====== Provided information

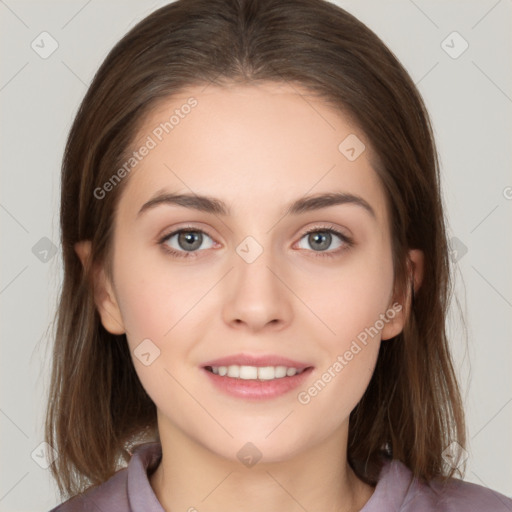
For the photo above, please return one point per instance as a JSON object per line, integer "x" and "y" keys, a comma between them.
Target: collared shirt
{"x": 129, "y": 490}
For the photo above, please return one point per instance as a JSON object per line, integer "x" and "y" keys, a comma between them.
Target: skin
{"x": 272, "y": 143}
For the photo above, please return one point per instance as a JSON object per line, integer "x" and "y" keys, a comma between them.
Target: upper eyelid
{"x": 314, "y": 228}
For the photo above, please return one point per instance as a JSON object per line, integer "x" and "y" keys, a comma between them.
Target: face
{"x": 256, "y": 284}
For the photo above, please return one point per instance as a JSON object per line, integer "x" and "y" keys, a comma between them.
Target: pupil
{"x": 318, "y": 238}
{"x": 189, "y": 238}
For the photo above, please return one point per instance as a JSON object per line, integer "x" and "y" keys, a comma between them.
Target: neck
{"x": 191, "y": 477}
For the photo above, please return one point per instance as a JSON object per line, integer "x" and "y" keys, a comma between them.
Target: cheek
{"x": 155, "y": 297}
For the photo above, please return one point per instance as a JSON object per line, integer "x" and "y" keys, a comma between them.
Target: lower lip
{"x": 257, "y": 389}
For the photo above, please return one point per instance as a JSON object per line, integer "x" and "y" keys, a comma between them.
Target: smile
{"x": 254, "y": 372}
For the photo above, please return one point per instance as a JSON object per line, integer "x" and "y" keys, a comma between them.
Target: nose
{"x": 256, "y": 294}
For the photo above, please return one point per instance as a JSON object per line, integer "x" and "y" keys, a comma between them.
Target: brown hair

============

Your objective
Give all the entries again exactly, dropping each picture.

Solution to the problem
For the photo above, please return one point per instance as a JSON object per line, integer "x" and "y" keys, a comma between them.
Target: collared shirt
{"x": 129, "y": 490}
For the photo above, please return one point per instance as a JSON object per line, integer "x" and "y" keys, a comma between them.
Target: skin
{"x": 272, "y": 143}
For the photo above, please return one point per instance as a JSON object per line, integer "x" and "y" keys, a comma between them.
Target: upper eyelid
{"x": 314, "y": 228}
For the photo above, please return one point per instance as a JSON object per line, integer "x" and "y" keys, a comma between them.
Target: face
{"x": 256, "y": 284}
For the photo above, please return one point per instance as a JSON object per line, integer "x" and "y" keys, a comma between them.
Target: pupil
{"x": 318, "y": 238}
{"x": 189, "y": 238}
For the photo above, please return one point per instance as a JSON object per line, integer "x" and "y" keys, a comma between them.
Target: neck
{"x": 191, "y": 477}
For the photo above, please return one point per instance as a JSON object per line, integer "x" and "y" keys, a comma between them.
Target: cheek
{"x": 155, "y": 297}
For the photo above, please return one point per instance as a JSON object per line, integer "x" and "y" keys, a comma between them.
Target: lower lip
{"x": 257, "y": 389}
For the photo above, please return one point per instance as a JSON object per line, integer "x" and "y" keys, a comma between them.
Target: smile
{"x": 254, "y": 372}
For the photo above, please return one point per instance as a JSON object per line, integer "x" and "y" keys, a comma between them.
Target: nose
{"x": 256, "y": 294}
For the photo above, please return one point per instance as a JSON object per line, integer "x" and "y" keys, a comma between them.
Target: brown hair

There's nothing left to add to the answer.